◆ TEXT TO READ:
Reading MLs (was Re: Which to sell, which to keep?)

Scot Kamins kamins at dogeared.com
Sun Oct 21 15:14:11 EDT 2001


In a recent e-mail, jbkrygie at cc.owu.edu said (in part):

>
>I do wonder how many book collectors actually read what they
>collect.

Do you mean onlt since getting the books in the Modern Librry editions? 
Does it count if you read them previous to getting the ML editions?

Previous to ML collecting, I read all the stuff you'd expect from a 
Liberal Arts major and former MacFlecknoe wannabe (I've never had high 
aspirations): 

Steppenwolf
Thurber Carnival
Apuleius
Most of the philosophies
Most of the poetries
Most of the Shakespeare
Most of the 15th thru 19th century popular British and (later) American 
stuff
Much of the religious stuff
Oracles of Nostradamus [Hey. We were all young once.]
etc.
etc.
etc.

And of course, I tried to read Joyce's Ulysses. Couldn't understand a 
bloody word.

◆ RECORDED INFORMATION:

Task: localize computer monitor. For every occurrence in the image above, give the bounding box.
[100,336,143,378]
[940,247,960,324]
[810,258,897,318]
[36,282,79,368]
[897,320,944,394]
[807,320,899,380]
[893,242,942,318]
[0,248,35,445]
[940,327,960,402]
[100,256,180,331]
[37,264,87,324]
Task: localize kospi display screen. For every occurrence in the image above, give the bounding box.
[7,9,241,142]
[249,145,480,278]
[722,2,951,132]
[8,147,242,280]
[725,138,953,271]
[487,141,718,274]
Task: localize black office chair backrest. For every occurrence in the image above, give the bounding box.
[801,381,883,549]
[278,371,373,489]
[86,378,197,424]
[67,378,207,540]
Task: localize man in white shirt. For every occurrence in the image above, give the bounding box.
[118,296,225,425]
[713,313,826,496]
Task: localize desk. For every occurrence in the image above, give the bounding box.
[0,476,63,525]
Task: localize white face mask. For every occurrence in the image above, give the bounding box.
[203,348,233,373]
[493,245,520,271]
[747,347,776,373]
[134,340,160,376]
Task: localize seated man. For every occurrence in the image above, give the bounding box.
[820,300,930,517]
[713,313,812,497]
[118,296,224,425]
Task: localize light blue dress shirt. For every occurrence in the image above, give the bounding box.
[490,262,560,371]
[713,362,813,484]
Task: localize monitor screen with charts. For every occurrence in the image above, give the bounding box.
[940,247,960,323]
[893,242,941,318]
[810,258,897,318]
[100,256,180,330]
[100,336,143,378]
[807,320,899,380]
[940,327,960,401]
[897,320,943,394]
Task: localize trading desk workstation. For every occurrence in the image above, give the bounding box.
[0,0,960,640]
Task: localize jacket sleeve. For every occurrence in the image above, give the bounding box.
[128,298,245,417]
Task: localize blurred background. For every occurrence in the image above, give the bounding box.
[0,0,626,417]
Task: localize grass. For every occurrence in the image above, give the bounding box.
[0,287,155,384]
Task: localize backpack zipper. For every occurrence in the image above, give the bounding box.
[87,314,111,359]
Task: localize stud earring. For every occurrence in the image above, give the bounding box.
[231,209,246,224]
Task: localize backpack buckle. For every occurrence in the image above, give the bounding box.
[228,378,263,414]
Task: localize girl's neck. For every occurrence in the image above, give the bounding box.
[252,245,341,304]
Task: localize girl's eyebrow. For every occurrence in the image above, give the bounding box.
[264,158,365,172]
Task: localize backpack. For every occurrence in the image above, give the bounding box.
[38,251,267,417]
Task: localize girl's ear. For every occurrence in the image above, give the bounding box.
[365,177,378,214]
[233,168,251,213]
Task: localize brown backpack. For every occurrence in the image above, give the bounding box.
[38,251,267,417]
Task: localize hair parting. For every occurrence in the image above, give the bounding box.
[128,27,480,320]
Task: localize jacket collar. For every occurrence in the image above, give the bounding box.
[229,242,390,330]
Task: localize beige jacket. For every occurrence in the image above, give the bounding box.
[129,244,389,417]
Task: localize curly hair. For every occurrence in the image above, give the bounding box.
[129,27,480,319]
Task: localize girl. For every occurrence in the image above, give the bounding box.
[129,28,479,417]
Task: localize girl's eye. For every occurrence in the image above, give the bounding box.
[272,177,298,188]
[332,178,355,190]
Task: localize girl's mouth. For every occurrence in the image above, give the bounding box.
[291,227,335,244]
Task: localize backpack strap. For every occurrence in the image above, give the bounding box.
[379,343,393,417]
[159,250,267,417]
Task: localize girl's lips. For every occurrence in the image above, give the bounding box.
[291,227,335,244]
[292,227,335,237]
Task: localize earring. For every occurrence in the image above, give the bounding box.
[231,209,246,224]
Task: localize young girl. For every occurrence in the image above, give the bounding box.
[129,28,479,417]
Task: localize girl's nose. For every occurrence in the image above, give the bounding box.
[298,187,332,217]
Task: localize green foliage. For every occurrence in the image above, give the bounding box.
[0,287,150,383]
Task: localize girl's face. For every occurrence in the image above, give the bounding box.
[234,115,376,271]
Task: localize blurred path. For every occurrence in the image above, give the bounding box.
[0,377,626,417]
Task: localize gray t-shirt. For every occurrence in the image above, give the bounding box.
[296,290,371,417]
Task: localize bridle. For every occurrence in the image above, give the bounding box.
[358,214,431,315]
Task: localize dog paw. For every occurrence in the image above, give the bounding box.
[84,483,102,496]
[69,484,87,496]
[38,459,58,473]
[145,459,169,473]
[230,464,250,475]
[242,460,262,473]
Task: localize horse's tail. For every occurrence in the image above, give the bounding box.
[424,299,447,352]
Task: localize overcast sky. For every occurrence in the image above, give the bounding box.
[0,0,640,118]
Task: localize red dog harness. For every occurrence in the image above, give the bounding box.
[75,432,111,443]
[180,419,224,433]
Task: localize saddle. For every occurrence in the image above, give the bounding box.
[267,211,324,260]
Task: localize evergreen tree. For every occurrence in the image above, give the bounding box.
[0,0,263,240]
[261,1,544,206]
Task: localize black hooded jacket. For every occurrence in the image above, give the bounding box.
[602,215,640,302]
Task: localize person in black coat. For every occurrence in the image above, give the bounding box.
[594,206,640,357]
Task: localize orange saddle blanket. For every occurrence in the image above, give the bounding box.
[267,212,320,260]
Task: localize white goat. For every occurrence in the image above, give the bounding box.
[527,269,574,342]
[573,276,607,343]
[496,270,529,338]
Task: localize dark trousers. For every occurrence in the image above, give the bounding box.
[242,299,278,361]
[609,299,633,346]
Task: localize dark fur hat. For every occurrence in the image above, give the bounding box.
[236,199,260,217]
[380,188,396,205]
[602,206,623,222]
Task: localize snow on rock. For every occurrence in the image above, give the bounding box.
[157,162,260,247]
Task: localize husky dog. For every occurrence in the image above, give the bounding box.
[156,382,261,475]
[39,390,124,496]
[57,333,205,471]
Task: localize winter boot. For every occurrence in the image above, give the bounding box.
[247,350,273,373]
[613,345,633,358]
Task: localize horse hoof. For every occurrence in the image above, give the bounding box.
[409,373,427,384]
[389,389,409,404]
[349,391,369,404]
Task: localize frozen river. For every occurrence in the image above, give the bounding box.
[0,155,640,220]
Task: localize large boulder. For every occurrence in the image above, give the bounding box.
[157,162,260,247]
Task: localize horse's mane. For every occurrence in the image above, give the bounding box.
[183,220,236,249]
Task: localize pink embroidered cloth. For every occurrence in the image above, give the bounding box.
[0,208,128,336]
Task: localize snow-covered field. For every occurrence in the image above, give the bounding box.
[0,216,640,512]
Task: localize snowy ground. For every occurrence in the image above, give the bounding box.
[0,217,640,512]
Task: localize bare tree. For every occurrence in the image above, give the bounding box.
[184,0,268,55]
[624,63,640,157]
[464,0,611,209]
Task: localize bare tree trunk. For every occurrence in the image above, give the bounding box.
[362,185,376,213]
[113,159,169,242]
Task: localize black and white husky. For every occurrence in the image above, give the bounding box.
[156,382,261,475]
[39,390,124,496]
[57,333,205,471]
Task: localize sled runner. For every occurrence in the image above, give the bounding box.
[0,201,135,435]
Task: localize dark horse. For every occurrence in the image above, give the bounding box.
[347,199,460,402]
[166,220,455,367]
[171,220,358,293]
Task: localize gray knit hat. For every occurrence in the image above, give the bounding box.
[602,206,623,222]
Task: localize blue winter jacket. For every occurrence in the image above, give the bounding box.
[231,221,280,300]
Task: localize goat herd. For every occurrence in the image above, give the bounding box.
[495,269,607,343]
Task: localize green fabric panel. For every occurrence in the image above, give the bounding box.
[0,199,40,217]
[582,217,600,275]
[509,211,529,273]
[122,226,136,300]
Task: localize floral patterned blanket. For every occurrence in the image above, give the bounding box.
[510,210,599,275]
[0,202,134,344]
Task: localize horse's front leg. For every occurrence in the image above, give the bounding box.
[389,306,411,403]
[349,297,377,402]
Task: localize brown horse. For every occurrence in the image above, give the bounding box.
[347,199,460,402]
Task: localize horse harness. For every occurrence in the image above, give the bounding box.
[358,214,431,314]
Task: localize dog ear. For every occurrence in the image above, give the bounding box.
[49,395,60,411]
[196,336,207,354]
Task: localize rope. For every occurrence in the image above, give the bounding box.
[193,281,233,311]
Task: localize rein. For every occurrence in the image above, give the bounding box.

◆ PROBLEMS AND TASKS:
1. From the post on reading Modern Library books, list every individual work it names by title.
2. Print the part of the post on reading Modern Library books from "In a recent" up to and including "Modern Librry editions?".

◆ RESULTS IN ORDER:
1.
Steppenwolf
Thurber Carnival
Oracles of Nostradamus
Ulysses

2.
In a recent e-mail, jbkrygie at cc.owu.edu said (in part):

>
>I do wonder how many book collectors actually read what they
>collect.

Do you mean onlt since getting the books in the Modern Librry editions?